→ **PROBLEM STATEMENT**:
Rewrite the records from the line containing "of the helmet" through the end, inclusive, changing every "SHOULD" to "MUST" and keeping all else the same.
___ DATASET RECORDS ___
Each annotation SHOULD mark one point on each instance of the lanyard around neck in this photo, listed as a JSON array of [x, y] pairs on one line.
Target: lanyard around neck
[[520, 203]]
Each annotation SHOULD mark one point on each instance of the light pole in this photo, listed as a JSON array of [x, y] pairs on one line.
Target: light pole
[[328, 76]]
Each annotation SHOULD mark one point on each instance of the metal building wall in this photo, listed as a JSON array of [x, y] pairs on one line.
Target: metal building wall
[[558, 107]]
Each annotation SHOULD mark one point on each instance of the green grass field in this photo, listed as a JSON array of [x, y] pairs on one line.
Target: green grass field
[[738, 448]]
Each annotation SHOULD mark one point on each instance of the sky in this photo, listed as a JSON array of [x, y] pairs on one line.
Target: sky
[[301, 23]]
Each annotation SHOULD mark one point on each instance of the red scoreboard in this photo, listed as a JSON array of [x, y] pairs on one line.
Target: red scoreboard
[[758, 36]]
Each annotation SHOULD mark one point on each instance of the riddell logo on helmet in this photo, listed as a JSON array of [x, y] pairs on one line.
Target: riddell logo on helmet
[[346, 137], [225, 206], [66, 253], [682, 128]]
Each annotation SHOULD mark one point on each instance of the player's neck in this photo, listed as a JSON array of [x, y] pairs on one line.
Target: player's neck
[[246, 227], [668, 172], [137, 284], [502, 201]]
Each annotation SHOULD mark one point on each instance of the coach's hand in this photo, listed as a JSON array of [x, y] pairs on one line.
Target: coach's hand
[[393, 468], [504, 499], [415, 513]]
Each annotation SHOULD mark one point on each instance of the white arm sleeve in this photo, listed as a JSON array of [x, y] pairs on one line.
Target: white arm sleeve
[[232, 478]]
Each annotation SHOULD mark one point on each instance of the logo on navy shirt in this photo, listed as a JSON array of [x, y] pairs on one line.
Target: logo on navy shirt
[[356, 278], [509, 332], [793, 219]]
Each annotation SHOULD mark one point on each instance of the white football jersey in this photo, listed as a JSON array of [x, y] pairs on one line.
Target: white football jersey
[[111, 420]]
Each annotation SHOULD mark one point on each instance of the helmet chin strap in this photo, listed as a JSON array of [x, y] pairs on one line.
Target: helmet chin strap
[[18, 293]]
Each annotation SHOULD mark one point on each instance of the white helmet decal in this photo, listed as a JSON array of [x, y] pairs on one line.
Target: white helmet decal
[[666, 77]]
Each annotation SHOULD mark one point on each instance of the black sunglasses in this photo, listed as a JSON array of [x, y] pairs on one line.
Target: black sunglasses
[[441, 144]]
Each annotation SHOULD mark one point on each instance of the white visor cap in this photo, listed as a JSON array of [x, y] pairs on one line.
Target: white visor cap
___
→ **SOLUTION BELOW**:
Each annotation MUST mark one point on each instance of the helmet chin strap in this photo, listed as a JSON array of [x, y] pairs on one line.
Target: helmet chin strap
[[18, 293]]
Each annotation MUST mark one point on each instance of the white helmet decal in this photo, listed as a JSON array of [x, y] pairs on one line.
Target: white helmet decal
[[666, 77]]
Each annotation MUST mark one point on each instance of the black sunglasses in this photo, listed as a JSON array of [x, y] pairs on one line.
Target: black sunglasses
[[441, 144]]
Each annotation MUST mark one point on each instance of the white visor cap in this photo, listed as a JSON array of [x, y] pairs on one line.
Target: white visor cap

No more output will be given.